Ator virou mobília, diz diretor

Antunes Filho, 62 anos. Um dos diretores mais respeitados do teatro nacional, sempre marcado pela ousadia de experimentar, de reinventar o fazer teatral, ele continua sustentando sua única motivação cênica: o ator.

“Hoje o ator virou mobília”, sentencia. Para Antunes, quem manda no palco é o ator, imbuído de sensibilidade, manifestando sua poética real. “Diretor que não sabe trabalhar ator não é diretor, é design”, alfineta.

Gesticulando, preparando fumo no cachimbo e bastante agitado depois da semana de estréia de “Trono de Sangue”, Antunes recebeu o Diário para entrevista exclusiva, segunda-feira passada, no Centro de Pesquisa Teatral (CPT) do Sesc, São Paulo, onde coordena diversos núcleos de criação, com cursos de montagem, iluminação, cenografia, e outros elementos de teatro.

 

Diário – Como foi o processo de criação de “Trono de Sangue”, realizado paralelamente com as montagens de “Nova Velha Estória” e “Paraíso Zona Norte”?

Antunes Filho – A adaptação de “Macbeth” começou a ser trabalhada há sete meses. Os atores participaram de vários laboratórios. As pesquisas foram voltadas, por exemplo, para a maneira de andar dos séculos 16 e 17. Minhas peças são atemporais. Brinco com os estilos da época nos contextos psicopolíticos, psicossociais e psicoeconômicos. Há também pesquisas realizadas em livros. A coisa mais fundamental da vida é o imaginário. A verdade do imaginário é muito mais profunda que a verdade histórica.

 

Diário – Apesar de clássicos, o Sr. anunciou uma montagem antimuseu, mais uma vez jogando com experiências cênicas.

Antunes – “Trono” resgata a cultura do ator brasileiro. É, antes de tudo, uma homenagem que presto ao ator de costumes Jaime Costa, pela atuação em “Caixeiro Viajante”, e à atriz Glauce Rocha, a única que vi interpretando Shakespeare como se fosse ela mesma; não recitava, brotava do seu organismo. Por outro lado, a peça é uma ruptura, porque faço uma experiência estética onde, além de usar o cinema, recorro à força centrifuga. Tiro o ator do centro do palco e coloco nas paredes, abrindo a cena. Uma espécie de poética da parede. É como o momento que o Brasil atravessa, vivemos emparedados, com medo, receio.

 

Diário – Explica um pouco como se dá essa valorização do ator.

Antunes – Diretor de teatro tem que saber lidar com ator. Quem manda no palco é o ator. O diretor deve apenas ajudá-lo a encontra sua poética. Hoje, os diretores são verdadeiros filhotes da ditadura no palco. Tenho fama de ser o sacristão, o ditador. Mas é o contrário. Só porque quero disciplina no CPT muitos confundem ditadura. Exijo aspectos essenciais para a constituição de liberdade. Se não tenho base, um sistema, então tenho libertinagem.

**Linhas de dados**
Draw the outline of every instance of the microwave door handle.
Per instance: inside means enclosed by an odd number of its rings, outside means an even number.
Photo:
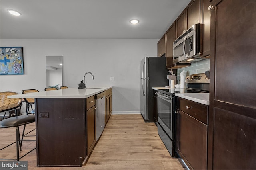
[[[185,52],[185,48],[186,47],[186,40],[189,37],[187,35],[185,36],[184,37],[184,39],[183,39],[183,54],[184,55],[184,57],[186,58],[188,57],[188,55],[187,55]]]

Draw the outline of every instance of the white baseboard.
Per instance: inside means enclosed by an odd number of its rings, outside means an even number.
[[[127,115],[129,114],[140,114],[140,111],[112,111],[112,115]]]

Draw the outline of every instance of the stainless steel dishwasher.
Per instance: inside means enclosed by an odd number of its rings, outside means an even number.
[[[94,96],[96,107],[96,141],[98,141],[105,128],[105,92]]]

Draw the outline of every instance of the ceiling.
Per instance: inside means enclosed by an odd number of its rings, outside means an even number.
[[[0,0],[0,39],[160,39],[190,1]]]

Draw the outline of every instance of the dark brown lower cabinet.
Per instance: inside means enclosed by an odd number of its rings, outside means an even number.
[[[37,166],[81,166],[96,142],[94,96],[36,99]]]
[[[87,155],[89,155],[96,143],[96,110],[94,105],[86,111]]]
[[[153,90],[153,99],[154,100],[154,121],[158,122],[157,121],[157,90]]]
[[[112,88],[106,90],[105,92],[105,124],[106,125],[112,113]]]
[[[208,126],[179,110],[178,152],[190,169],[207,167]]]
[[[207,168],[208,106],[177,98],[176,150],[190,169]]]
[[[37,166],[80,166],[86,157],[85,98],[36,99]]]

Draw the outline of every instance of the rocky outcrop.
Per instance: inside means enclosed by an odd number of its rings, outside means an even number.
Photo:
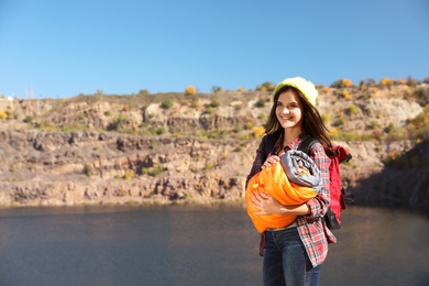
[[[352,90],[344,98],[328,90],[319,110],[332,129],[383,133],[424,112],[404,92]],[[166,98],[173,105],[163,108]],[[271,106],[267,92],[2,101],[0,111],[11,116],[0,120],[0,206],[242,204],[260,141],[255,128]],[[338,119],[343,125],[334,124]],[[425,157],[427,142],[337,143],[353,154],[341,170],[356,204],[429,206],[426,163],[407,169],[388,164],[416,147]]]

**Requisito 1**
Transforme em lista a resposta da entrevista com Antunes Filho que começa por “Diretor de teatro tem que saber”, preservando os fatos principais.
**Requisito 2**
Indique se cada afirmação está de acordo com a entrevista com Antunes Filho. Responda sim ou não e cite literalmente as palavras do texto que decidem.
(a) Os atores da montagem passaram por laboratórios.
(b) Antunes diz ter visto várias atrizes interpretarem Shakespeare como se fossem elas mesmas.
(c) A entrevista foi feita no Centro de Pesquisa Teatral do Sesc, em São Paulo.
As linhas não fazem falta para o que se pede.

**Solução 1**
- O diretor de teatro precisa saber lidar com o ator, que é quem manda no palco.
- Ao diretor cabe apenas ajudar o ator a encontrar sua poética.
- Segundo Antunes, os diretores de hoje são verdadeiros filhotes da ditadura no palco.
- Ele tem fama de sacristão e de ditador, mas diz que é o contrário: quer disciplina no CPT, e muitos confundem isso com ditadura.
- Exige aspectos essenciais para a constituição da liberdade, pois sem base e sem sistema haveria libertinagem.

**Solução 2**
(a) Sim: “Os atores participaram de vários laboratórios.”
(b) Não: “a única que vi interpretando Shakespeare como se fosse ela mesma”
(c) Sim: “no Centro de Pesquisa Teatral (CPT) do Sesc, São Paulo”